*ABOUT THIS TASK*
Every line below must be copied as written, except for pictures.

*RECORDS PROVIDED*
--*--
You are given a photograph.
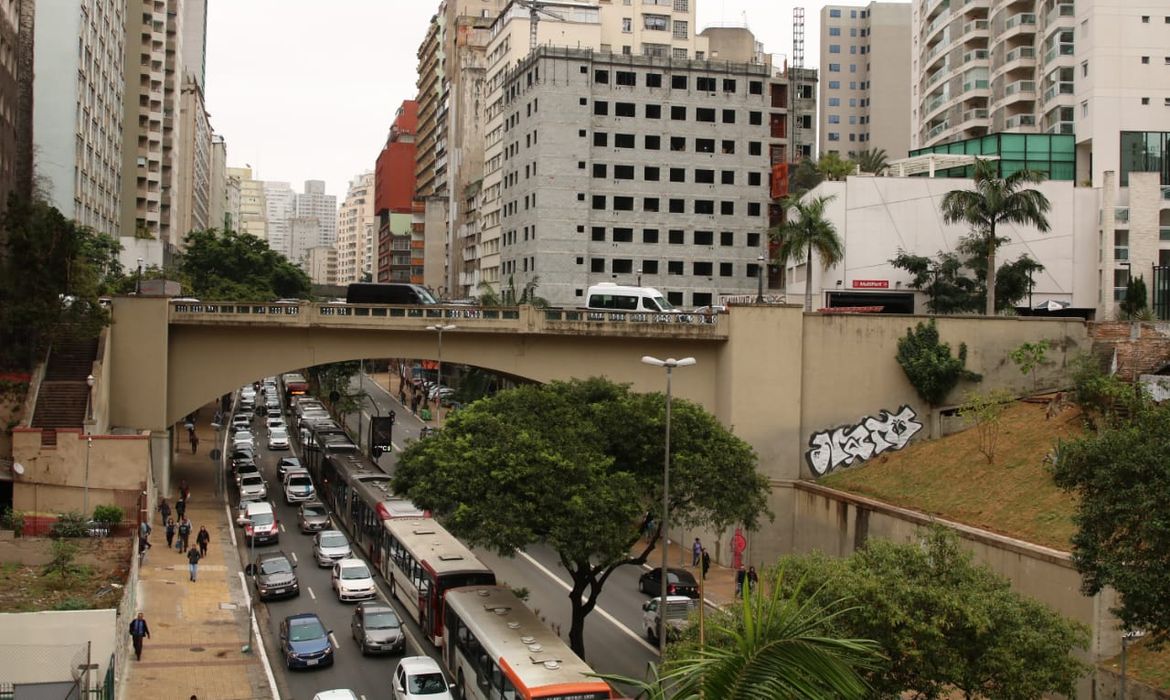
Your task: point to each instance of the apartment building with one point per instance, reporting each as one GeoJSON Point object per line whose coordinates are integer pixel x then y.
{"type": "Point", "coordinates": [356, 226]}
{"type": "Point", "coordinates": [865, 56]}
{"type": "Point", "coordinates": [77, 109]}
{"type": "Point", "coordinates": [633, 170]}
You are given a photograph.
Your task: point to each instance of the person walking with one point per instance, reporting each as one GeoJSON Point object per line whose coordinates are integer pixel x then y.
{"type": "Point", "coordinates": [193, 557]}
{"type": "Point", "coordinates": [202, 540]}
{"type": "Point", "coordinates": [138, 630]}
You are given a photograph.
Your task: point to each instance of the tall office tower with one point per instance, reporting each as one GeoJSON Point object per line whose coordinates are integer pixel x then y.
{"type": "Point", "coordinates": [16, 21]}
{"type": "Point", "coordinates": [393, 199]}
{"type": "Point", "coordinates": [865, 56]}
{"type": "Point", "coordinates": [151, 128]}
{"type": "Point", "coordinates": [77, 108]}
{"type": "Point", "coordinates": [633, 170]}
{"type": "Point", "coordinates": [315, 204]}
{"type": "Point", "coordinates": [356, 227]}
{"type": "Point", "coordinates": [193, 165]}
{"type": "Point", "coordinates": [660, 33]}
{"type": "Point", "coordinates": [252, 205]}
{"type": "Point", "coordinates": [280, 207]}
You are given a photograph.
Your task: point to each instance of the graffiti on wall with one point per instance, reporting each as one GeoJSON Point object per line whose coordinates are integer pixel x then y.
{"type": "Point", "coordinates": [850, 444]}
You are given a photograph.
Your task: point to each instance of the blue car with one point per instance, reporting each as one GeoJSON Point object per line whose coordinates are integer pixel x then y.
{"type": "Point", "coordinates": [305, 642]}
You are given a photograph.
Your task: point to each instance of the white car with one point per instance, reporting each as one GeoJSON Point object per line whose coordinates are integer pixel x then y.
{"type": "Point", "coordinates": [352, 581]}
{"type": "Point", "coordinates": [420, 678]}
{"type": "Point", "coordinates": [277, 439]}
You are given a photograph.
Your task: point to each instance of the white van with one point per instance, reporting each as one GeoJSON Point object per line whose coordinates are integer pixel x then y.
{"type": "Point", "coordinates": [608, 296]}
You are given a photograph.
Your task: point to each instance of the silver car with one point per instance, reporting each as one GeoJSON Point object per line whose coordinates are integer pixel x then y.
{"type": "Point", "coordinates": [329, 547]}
--*--
*THE COMPLETED TASK*
You are given a photograph.
Your task: point to each instance of the apartment building with one point per instance, reporting each as one GeoJSON Point object per line whose coordinates are integer pixel x then y.
{"type": "Point", "coordinates": [356, 226]}
{"type": "Point", "coordinates": [865, 56]}
{"type": "Point", "coordinates": [77, 109]}
{"type": "Point", "coordinates": [633, 170]}
You are given a photograph.
Your task: point to each instance of the person walking with one point per instance, reporting each as one GeoJSON Point object per line whose coordinates are integer pixel x then y.
{"type": "Point", "coordinates": [193, 557]}
{"type": "Point", "coordinates": [202, 540]}
{"type": "Point", "coordinates": [138, 630]}
You are given a photograph.
Your task: point to each instance of the tall office tower with one point per instance, reporting each as one GeoJSON Point object per line whose coordinates are integer pixel x then y.
{"type": "Point", "coordinates": [16, 21]}
{"type": "Point", "coordinates": [393, 199]}
{"type": "Point", "coordinates": [865, 56]}
{"type": "Point", "coordinates": [151, 128]}
{"type": "Point", "coordinates": [77, 108]}
{"type": "Point", "coordinates": [633, 170]}
{"type": "Point", "coordinates": [315, 204]}
{"type": "Point", "coordinates": [356, 227]}
{"type": "Point", "coordinates": [193, 165]}
{"type": "Point", "coordinates": [660, 33]}
{"type": "Point", "coordinates": [252, 205]}
{"type": "Point", "coordinates": [280, 207]}
You are given a photograph.
Your task: point to each instance of the graffiti on wall with one point per instance, reporting each as one GeoJSON Point object per line whose coordinates are integer pixel x then y.
{"type": "Point", "coordinates": [850, 444]}
You are given a photograph.
Your task: point to each instance of the blue car with one point per instance, reporting each as one GeoJSON Point object per line whose coordinates are integer pixel x then y.
{"type": "Point", "coordinates": [305, 642]}
You are given a photograph.
Your task: point to each instance of the white car with one point per instance, reporting each as one GeoJSON Point object per line whose coordinates are integer pixel x then y.
{"type": "Point", "coordinates": [352, 581]}
{"type": "Point", "coordinates": [420, 678]}
{"type": "Point", "coordinates": [277, 439]}
You are given a photograph.
Your task: point to each instance of the white van with one point per instance, reporting each as one GeoJSON Point object per line whose coordinates are integer pixel x then y.
{"type": "Point", "coordinates": [608, 296]}
You are given a photograph.
Your task: point to each instance of the silver car with one point per instance, reporting each as one GeoJSON Point object per line whose coordinates are integer pixel x then y.
{"type": "Point", "coordinates": [329, 547]}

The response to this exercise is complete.